* **Task to complete**:
Locate each line below that contains the word "wall", and copy those lines out in full.

* **Information given**:
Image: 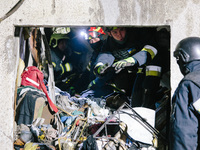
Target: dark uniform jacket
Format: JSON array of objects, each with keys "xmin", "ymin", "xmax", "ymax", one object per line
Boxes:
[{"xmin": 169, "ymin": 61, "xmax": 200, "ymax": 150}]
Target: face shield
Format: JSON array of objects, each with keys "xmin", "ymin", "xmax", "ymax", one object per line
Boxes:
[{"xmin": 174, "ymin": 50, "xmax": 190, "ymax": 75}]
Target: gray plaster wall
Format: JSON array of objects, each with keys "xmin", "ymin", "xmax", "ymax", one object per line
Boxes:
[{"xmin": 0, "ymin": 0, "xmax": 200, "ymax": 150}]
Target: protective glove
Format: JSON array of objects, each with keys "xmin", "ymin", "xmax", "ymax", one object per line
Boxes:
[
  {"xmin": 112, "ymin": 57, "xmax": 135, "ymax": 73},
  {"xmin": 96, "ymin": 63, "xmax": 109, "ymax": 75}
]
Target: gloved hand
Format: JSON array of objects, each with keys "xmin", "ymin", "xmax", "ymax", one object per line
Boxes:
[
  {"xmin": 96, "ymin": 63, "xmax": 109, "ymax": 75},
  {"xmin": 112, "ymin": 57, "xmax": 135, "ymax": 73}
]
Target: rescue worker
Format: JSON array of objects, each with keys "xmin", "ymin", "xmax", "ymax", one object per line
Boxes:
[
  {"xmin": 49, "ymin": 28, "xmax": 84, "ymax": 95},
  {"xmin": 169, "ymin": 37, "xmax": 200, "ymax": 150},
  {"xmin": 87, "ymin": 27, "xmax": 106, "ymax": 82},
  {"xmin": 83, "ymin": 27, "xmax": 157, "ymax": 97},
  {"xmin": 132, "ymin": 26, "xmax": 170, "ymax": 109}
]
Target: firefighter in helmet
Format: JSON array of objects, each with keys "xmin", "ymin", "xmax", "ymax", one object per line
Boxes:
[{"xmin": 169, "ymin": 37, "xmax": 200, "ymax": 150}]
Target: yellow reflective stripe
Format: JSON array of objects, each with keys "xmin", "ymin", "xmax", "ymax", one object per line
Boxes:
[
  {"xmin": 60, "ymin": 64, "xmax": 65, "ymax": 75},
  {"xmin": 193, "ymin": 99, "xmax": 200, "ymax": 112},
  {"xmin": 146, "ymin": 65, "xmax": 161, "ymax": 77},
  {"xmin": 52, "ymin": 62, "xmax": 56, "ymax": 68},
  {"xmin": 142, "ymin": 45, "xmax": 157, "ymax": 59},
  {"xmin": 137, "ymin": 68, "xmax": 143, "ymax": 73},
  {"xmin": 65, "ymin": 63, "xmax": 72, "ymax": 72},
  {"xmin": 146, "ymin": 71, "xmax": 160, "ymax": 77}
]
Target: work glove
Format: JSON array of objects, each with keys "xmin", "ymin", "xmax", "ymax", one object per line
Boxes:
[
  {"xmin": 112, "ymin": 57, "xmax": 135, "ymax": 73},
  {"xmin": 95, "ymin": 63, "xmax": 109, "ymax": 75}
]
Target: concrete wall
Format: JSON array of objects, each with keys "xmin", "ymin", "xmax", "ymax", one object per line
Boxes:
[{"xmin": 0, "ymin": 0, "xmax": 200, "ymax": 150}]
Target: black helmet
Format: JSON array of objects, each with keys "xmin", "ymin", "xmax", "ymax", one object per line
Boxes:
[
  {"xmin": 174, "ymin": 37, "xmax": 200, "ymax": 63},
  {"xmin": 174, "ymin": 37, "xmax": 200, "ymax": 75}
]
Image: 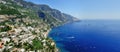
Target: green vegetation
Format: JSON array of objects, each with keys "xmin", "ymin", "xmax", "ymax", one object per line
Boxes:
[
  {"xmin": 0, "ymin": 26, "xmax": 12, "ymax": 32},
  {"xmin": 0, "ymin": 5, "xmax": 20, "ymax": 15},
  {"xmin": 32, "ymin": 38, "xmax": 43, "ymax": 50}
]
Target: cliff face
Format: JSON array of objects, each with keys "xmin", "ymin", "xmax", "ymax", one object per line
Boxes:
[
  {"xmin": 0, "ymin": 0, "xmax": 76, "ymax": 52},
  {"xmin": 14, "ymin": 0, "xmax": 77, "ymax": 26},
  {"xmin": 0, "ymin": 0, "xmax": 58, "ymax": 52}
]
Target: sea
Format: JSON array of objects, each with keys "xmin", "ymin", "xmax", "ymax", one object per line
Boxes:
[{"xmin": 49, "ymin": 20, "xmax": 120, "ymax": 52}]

* **Finished task**:
Target: gray plaster wall
Target: concrete wall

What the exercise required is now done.